(Required task A):
Rewrite the cosmology passage from "Some inflation researchers" to "researchers worked with.", changing "toy model" to "simplified model".

Some inflation researchers are more forgiving, though. “I think that this is a very intriguing line of research,” says Marc Kamionkowski of Johns Hopkins University. “The bounce scenarios, although not yet developed to the level that inflation has been developed, are promising, and it’s imperative to try to develop them further. This paper provides an interesting mathematical result, in a toy model,” he adds, referring to the idealized universe the researchers worked with.
Kallosh and others object to using quantum cosmology to describe a bounce, because the universe may not have been microscopically small at such a stage. “They have the collapse of a big universe—why should a big universe be different from what general relativity says?” Turok counters that any ultimate theory of the universe will have to incorporate quantum mechanics into general relativity, because the classical theory on its own is known to break down at certain extremes. “Nature is quantum,” he says. “We know that classical theories don’t make any sense at a very basic level.”
Turok and other critics of inflation have their own problems with the dominant theory. They charge that inflation requires unlikely circumstances to get started (a claim proponents disagree with) and that it does not resolve the specter of a singularity at the moment of the big bang itself. Furthermore, “inflation leads to this nightmare scenario of a multiverse,” Turok says, “which for some strange reason is surprisingly popular.”
He suggests that the heated debate in the field and the heavy scrutiny new ideas receive will help scientists ultimately converge on a better theory of our origins. “People hold very strong opinions,” Turok says. “I freely admit I do and I freely admit my opinions aren’t shared by 95 percent of cosmologists. I’m actually critical of all these theories, including the ones I invented. But today we have spectacular observations pointing us at incredible simplicity in the universe. To me that means that all of our existing theories are way too complicated. The observations are pointing at simplicity and it’s our job to come up with a simple theory that will hopefully explain those.”

(Required task B):
Count the lines of the listing below that contain the string "sprig", matching case, and give only the number.

(Material):
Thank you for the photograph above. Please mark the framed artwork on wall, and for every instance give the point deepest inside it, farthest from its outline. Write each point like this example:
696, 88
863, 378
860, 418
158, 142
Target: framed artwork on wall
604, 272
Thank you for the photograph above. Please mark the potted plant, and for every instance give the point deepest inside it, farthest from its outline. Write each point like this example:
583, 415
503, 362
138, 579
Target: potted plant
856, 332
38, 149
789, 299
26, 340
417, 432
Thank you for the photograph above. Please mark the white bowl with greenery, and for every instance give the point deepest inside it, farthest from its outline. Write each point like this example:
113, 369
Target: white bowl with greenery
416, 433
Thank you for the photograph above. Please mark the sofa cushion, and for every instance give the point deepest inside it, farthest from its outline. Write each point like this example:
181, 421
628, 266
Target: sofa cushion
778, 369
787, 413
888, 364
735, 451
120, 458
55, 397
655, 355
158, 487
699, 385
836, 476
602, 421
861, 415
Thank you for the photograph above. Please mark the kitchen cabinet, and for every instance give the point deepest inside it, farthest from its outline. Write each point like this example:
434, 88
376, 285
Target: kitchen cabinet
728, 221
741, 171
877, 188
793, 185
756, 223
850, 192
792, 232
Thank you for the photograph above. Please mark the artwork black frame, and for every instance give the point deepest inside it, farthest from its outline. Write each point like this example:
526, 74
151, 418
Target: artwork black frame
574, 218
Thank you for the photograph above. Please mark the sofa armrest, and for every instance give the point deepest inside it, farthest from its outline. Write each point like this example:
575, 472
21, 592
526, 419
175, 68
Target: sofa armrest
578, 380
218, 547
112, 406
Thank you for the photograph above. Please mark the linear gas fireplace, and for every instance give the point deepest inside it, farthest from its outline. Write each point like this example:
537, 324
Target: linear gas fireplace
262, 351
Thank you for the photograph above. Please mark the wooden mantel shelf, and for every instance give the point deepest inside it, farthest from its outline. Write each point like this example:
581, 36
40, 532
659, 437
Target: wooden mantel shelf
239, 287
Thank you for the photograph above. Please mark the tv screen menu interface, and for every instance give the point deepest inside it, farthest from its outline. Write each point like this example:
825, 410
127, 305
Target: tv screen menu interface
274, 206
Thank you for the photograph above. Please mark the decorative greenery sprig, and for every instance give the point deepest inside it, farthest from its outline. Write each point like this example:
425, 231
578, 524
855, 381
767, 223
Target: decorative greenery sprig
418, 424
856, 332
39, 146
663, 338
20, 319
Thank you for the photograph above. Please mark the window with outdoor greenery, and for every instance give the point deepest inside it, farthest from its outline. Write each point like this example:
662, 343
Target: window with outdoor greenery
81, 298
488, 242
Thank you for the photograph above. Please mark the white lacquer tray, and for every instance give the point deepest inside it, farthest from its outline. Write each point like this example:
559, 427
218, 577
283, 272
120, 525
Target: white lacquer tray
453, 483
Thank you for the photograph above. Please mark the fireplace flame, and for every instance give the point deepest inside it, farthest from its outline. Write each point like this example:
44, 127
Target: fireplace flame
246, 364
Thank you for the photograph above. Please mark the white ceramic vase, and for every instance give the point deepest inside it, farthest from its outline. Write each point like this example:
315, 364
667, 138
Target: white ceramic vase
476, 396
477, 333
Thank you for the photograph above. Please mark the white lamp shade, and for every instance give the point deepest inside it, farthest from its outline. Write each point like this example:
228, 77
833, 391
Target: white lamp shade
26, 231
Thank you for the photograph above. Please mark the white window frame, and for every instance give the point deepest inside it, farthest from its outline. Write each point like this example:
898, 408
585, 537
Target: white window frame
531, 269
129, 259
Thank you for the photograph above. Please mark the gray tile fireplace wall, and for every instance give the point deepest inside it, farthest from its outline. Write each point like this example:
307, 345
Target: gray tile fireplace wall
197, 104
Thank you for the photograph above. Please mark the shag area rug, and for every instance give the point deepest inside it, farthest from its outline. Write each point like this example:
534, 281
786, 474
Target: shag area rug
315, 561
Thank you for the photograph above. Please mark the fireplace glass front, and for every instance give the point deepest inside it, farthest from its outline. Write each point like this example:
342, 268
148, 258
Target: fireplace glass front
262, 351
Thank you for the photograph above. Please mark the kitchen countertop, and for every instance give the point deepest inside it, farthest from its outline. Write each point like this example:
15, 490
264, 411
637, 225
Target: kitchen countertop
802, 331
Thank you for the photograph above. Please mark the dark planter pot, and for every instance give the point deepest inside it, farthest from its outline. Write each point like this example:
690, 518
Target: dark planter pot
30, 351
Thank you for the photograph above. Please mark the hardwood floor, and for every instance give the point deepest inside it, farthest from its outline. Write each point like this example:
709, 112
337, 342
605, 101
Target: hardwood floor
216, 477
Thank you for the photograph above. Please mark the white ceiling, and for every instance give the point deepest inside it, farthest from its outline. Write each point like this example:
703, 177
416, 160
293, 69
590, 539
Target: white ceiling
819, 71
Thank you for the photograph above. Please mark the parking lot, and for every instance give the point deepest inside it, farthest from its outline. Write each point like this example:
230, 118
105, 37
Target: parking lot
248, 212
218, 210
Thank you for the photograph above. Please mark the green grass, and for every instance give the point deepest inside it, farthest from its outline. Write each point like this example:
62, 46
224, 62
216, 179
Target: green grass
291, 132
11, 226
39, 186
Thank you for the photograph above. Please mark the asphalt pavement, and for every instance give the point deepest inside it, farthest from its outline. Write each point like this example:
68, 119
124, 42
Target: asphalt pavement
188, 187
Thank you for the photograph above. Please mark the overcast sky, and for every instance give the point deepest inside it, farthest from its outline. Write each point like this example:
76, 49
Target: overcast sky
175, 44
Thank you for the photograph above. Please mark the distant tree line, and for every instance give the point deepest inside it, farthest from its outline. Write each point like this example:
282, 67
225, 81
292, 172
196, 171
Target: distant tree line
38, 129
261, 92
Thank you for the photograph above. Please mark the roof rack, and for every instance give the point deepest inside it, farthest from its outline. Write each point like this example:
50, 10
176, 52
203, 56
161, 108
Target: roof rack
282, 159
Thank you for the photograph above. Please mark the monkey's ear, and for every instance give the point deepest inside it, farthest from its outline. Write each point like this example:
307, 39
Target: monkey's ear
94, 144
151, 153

(Output A):
Some inflation researchers are more forgiving, though. “I think that this is a very intriguing line of research,” says Marc Kamionkowski of Johns Hopkins University. “The bounce scenarios, although not yet developed to the level that inflation has been developed, are promising, and it’s imperative to try to develop them further. This paper provides an interesting mathematical result, in a simplified model,” he adds, referring to the idealized universe the researchers worked with.

(Output B):
2